### Problem statement
From the material below, copy every line in which the word "white" occurs.

Material provided below:

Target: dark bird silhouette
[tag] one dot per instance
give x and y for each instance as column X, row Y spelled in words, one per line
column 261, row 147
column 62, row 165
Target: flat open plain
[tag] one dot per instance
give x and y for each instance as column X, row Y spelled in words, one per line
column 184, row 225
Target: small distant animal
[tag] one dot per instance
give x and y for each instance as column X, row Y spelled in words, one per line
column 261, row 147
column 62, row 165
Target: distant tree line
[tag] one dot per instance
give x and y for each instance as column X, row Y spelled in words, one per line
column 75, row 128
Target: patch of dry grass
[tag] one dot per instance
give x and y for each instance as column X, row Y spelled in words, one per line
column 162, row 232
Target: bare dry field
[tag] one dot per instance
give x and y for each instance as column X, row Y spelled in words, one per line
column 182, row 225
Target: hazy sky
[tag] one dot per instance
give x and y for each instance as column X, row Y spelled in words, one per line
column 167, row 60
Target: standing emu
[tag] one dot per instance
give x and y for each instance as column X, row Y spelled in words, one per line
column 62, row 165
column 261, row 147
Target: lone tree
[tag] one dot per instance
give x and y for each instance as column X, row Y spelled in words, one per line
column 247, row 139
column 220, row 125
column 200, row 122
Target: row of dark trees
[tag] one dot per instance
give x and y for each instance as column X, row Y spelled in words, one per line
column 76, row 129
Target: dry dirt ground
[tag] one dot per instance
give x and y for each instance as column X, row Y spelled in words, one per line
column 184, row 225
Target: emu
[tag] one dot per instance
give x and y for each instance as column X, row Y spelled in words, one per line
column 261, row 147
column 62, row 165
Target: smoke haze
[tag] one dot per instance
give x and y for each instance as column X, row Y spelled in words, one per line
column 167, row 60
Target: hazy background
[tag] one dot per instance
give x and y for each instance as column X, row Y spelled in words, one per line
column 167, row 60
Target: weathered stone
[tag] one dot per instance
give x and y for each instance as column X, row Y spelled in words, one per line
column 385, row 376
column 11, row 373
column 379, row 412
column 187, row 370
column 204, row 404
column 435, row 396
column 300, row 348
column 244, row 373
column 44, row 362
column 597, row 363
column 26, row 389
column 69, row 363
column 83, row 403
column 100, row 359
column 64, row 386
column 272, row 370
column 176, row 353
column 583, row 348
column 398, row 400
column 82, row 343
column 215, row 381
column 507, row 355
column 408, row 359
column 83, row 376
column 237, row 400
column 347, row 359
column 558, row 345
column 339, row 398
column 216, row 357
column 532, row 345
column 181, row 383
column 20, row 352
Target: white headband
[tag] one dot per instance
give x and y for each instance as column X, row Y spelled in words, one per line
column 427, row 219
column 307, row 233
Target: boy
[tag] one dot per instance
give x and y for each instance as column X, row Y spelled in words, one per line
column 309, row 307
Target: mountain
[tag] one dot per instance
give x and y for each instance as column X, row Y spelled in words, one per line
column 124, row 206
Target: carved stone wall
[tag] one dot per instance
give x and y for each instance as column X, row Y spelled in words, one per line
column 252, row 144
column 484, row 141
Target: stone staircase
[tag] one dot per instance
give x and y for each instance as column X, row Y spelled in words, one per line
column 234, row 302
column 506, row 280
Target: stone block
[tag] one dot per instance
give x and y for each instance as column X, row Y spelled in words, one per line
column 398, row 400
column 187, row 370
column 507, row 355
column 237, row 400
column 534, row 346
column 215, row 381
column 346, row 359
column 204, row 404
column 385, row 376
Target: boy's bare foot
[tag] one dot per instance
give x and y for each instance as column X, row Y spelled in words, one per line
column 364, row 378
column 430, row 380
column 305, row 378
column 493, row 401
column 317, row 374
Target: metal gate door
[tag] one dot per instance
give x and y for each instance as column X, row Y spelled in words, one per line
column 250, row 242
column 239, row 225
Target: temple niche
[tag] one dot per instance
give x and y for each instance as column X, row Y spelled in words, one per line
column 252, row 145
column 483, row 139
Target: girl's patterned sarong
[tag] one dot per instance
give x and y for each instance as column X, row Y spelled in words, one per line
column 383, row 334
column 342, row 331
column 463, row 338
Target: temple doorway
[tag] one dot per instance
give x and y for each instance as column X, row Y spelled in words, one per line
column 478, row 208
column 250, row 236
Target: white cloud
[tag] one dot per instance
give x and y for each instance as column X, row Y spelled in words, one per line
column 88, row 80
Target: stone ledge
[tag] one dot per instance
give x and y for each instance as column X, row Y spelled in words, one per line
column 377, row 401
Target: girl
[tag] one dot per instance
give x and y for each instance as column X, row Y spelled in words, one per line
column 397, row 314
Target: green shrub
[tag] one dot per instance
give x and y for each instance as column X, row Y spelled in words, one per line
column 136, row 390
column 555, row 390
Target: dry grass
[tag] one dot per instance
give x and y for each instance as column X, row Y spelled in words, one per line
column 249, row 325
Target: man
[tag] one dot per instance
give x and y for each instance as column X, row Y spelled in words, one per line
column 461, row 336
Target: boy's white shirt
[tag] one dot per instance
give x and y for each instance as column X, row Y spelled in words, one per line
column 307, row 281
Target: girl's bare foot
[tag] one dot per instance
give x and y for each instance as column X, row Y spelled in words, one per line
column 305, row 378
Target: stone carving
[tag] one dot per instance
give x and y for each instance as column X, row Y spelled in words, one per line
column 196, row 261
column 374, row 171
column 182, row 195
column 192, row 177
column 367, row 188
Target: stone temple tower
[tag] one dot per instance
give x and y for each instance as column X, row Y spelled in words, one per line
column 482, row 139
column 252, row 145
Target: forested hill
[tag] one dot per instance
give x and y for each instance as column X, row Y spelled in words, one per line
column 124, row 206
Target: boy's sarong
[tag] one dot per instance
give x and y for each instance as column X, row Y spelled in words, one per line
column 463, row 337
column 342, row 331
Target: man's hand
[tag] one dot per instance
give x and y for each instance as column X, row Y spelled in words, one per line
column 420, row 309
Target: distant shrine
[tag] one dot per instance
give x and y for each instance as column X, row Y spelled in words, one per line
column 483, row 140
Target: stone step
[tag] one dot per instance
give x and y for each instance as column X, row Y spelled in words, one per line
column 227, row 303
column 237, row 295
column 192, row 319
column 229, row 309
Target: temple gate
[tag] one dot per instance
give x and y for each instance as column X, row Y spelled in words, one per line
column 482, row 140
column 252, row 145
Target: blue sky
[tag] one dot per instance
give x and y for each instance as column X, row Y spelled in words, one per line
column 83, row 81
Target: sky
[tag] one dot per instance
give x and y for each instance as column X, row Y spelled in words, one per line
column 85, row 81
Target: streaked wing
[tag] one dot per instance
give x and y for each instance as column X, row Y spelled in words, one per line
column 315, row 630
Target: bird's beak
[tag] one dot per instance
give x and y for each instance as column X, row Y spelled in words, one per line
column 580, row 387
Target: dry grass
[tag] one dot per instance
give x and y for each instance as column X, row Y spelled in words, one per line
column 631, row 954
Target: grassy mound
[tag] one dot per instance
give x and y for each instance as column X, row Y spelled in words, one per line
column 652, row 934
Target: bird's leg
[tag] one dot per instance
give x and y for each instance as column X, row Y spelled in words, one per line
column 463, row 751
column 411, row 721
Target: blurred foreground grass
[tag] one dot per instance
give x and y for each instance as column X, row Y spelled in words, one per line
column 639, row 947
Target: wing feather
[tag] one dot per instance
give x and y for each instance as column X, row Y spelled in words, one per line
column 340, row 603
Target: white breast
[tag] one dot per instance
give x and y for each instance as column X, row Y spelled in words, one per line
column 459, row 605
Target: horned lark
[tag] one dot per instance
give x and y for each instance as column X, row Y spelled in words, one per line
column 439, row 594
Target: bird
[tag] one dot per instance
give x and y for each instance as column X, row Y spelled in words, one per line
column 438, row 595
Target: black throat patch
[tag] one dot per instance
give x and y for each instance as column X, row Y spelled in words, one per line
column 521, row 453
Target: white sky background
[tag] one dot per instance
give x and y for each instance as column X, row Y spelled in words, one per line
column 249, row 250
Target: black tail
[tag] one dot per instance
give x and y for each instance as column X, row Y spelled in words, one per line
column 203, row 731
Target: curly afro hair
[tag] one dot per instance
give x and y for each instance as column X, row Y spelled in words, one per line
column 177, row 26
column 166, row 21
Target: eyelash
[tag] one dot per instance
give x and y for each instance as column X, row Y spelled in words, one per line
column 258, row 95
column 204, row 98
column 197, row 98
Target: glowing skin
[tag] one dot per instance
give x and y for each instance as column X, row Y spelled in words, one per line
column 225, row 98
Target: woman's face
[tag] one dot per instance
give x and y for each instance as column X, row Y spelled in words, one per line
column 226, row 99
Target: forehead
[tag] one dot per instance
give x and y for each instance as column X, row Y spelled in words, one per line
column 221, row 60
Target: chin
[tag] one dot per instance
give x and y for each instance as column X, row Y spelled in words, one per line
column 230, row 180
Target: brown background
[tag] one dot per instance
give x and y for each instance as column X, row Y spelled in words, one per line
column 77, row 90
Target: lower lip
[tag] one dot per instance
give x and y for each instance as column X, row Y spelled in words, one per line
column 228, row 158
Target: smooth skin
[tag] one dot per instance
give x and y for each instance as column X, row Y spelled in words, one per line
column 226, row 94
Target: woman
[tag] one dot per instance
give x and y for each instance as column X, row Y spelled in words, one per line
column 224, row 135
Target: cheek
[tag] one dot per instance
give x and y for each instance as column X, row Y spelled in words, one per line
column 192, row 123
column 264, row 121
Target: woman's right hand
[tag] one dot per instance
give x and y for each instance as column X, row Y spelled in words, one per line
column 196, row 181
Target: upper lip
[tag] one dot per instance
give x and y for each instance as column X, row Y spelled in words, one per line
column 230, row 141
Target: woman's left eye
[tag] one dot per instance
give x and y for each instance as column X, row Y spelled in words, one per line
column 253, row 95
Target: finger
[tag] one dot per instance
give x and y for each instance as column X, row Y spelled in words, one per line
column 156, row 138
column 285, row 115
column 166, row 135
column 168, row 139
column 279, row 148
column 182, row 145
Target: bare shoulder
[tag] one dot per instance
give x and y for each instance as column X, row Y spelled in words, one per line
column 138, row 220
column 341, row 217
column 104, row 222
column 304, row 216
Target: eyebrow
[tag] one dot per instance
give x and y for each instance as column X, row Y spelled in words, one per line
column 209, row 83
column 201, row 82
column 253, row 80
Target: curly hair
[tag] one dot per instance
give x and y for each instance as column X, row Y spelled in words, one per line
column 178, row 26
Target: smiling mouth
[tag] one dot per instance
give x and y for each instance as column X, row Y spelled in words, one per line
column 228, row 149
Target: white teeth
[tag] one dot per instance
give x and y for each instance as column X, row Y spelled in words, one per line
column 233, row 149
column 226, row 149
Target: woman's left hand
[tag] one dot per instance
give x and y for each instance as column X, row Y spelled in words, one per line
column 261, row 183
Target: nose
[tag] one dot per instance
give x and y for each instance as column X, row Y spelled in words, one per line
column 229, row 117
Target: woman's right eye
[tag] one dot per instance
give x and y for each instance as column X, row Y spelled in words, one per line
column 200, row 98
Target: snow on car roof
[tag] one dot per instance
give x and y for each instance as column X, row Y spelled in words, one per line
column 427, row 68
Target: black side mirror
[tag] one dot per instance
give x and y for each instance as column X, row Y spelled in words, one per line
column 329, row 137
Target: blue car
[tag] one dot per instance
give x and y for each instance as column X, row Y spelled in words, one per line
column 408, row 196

End of Material provided.

### Answer to the exercise
Target: white headband
Target: white cloud
Target: boy's white shirt
Target: white breast
Target: white sky background
Target: white teeth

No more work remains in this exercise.